DIRECTIONS FOR THIS TASK: The lines to copy from the data below are those that hold the string "window".

RECORDS PROVIDED: Begin

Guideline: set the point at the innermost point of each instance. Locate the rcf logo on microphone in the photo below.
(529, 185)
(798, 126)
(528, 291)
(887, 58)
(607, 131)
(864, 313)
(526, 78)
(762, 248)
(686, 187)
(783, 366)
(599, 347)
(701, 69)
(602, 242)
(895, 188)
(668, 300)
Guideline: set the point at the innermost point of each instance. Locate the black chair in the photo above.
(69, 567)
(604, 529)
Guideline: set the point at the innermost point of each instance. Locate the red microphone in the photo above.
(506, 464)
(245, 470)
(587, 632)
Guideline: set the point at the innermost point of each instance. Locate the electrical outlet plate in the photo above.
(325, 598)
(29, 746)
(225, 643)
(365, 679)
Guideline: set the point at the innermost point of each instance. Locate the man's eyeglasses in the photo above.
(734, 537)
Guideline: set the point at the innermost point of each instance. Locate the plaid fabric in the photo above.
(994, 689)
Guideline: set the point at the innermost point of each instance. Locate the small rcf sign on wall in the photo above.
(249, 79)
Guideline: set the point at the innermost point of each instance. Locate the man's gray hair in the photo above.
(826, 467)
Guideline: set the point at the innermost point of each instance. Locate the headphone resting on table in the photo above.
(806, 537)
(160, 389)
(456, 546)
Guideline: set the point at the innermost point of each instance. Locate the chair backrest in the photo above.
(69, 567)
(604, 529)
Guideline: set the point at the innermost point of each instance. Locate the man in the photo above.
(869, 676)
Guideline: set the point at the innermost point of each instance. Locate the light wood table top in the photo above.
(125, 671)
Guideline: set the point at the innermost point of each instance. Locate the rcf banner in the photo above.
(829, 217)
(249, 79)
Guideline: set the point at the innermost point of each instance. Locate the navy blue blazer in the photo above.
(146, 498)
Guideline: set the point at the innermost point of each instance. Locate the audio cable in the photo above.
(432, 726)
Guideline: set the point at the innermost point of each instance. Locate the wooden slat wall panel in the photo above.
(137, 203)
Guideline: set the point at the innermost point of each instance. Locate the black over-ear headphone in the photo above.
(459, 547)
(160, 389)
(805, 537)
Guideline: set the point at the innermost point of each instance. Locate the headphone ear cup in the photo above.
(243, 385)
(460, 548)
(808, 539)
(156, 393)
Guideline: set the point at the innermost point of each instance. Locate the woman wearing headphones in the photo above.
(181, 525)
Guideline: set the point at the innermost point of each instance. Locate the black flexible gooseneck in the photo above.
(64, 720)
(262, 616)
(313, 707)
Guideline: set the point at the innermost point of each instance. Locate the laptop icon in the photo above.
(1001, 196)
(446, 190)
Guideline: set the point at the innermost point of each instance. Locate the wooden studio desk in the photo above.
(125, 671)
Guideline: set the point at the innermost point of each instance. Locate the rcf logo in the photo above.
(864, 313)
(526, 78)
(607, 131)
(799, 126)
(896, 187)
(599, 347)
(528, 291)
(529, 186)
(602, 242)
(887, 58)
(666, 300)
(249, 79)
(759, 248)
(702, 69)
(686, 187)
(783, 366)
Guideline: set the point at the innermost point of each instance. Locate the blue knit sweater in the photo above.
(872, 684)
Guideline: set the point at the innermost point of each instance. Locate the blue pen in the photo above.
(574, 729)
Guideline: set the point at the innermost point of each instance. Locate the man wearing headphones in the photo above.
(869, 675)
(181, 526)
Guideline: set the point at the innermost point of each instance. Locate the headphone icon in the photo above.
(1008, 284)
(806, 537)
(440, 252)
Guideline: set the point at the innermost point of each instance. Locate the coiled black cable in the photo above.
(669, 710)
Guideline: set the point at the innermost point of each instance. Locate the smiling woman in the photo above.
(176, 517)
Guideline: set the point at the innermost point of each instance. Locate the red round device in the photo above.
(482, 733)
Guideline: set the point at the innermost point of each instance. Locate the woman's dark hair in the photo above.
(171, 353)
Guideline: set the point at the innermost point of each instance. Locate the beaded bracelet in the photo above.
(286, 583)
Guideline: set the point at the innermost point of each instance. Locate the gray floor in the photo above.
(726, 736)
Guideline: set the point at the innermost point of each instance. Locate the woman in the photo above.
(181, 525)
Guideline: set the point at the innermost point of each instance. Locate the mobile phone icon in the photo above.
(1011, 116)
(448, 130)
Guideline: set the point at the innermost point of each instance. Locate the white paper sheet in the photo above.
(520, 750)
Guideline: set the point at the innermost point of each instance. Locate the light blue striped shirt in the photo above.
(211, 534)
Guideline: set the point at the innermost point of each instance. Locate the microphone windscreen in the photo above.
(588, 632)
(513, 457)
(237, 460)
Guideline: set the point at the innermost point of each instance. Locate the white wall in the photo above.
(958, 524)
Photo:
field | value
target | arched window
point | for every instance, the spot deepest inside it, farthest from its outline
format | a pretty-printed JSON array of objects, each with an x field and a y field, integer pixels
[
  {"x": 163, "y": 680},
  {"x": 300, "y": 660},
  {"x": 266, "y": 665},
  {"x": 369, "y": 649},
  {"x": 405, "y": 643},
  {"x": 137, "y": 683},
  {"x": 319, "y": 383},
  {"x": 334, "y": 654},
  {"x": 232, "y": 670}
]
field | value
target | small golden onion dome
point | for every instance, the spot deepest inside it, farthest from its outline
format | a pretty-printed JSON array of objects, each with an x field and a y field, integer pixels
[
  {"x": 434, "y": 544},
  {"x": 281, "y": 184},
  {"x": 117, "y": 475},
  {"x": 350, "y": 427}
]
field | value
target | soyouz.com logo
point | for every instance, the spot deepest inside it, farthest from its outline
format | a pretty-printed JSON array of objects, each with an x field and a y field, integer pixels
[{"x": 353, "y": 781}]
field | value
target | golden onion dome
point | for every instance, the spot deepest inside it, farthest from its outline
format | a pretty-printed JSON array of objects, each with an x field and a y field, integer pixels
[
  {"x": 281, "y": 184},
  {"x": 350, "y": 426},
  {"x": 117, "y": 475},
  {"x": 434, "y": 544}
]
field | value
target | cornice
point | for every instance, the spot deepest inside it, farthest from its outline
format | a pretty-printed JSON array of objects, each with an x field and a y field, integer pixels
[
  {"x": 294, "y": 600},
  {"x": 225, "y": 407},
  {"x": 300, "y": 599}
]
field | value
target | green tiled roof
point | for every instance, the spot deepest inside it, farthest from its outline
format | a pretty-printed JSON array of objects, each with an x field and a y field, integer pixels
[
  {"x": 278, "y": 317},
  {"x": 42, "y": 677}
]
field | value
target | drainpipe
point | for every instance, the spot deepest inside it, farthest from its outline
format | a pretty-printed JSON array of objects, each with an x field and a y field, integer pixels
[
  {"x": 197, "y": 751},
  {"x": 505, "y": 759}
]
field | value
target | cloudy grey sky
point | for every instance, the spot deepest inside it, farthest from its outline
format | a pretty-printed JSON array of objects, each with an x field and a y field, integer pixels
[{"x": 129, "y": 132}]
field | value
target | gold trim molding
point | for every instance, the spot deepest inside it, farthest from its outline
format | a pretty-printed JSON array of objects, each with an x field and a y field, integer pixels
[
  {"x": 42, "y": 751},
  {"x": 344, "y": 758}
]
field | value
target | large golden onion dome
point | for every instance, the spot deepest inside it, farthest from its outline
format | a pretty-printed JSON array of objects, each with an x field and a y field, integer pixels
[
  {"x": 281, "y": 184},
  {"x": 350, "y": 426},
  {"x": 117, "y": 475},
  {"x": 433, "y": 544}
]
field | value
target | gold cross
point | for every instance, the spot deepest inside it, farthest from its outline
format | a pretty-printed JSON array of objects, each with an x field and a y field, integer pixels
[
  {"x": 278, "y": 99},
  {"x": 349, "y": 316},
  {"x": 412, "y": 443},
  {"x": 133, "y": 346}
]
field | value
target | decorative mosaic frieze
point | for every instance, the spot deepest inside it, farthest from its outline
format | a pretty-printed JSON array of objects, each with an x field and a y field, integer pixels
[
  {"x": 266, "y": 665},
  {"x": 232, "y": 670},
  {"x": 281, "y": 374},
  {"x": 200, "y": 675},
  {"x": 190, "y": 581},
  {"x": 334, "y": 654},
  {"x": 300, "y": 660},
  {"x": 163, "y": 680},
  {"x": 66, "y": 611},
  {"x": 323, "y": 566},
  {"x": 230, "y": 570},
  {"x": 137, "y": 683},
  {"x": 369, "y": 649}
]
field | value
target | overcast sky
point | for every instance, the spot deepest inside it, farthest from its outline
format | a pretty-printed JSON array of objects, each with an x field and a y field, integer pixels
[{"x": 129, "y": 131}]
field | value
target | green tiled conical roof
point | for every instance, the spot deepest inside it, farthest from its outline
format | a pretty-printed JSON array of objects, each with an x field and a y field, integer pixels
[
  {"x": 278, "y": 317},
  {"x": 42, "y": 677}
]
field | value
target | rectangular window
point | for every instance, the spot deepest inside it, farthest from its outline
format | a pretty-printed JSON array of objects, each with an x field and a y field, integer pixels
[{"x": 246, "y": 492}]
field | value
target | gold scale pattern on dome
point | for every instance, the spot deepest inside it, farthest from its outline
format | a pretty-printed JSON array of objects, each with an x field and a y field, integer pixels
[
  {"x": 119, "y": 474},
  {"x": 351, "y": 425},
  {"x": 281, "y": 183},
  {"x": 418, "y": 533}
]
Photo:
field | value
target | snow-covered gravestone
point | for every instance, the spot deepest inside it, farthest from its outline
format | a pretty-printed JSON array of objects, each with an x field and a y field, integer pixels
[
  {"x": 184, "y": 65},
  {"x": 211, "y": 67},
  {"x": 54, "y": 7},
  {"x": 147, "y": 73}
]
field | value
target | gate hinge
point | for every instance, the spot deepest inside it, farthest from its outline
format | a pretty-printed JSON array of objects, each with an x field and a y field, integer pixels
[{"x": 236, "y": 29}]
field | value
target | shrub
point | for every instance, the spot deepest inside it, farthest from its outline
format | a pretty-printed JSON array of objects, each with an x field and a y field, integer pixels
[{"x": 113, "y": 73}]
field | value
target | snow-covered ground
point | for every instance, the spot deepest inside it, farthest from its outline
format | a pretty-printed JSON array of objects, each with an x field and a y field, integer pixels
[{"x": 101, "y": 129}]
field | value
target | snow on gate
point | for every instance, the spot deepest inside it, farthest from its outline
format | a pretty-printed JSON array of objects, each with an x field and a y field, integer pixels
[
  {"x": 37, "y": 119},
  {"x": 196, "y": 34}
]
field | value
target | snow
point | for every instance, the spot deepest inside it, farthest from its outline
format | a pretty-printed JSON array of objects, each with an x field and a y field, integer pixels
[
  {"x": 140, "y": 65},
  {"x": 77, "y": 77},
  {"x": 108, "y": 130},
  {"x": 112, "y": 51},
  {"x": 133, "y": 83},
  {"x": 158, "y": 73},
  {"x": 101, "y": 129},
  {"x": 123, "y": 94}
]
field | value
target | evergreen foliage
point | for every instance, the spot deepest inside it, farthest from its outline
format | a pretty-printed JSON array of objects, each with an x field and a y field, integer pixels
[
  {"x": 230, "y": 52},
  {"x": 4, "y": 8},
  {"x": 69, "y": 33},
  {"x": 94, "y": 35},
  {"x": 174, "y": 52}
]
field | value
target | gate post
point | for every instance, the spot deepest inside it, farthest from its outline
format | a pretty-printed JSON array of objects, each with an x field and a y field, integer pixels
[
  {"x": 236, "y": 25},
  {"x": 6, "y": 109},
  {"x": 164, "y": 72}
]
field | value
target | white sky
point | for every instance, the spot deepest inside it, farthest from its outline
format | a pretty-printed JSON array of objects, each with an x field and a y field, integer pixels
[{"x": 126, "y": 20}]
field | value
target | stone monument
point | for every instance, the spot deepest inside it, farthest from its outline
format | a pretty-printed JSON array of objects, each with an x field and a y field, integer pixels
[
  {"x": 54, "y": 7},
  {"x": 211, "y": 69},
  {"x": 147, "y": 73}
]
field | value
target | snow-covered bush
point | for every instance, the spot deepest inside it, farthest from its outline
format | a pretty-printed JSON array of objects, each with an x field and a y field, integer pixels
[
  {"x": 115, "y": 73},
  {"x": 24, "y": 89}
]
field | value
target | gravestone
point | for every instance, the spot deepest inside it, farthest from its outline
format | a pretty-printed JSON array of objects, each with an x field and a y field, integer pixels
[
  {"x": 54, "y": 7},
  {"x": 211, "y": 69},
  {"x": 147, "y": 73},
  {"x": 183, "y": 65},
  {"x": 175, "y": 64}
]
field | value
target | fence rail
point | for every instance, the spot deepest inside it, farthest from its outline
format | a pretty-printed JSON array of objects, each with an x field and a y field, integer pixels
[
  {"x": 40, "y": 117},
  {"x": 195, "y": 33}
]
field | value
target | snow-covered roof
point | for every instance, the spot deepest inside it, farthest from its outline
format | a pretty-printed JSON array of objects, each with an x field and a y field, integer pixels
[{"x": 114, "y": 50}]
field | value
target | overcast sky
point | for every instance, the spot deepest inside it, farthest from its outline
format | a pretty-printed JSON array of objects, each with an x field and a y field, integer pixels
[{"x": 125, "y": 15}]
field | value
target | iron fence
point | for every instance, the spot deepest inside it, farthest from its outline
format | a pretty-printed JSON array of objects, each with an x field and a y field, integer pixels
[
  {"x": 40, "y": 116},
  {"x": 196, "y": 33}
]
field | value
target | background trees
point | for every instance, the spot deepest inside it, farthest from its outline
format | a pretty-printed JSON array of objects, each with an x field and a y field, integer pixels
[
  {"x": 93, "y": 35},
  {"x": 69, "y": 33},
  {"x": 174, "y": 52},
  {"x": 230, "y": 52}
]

RECORDS PROVIDED: End

TASK SOLUTION:
target | arched window
target | rectangular window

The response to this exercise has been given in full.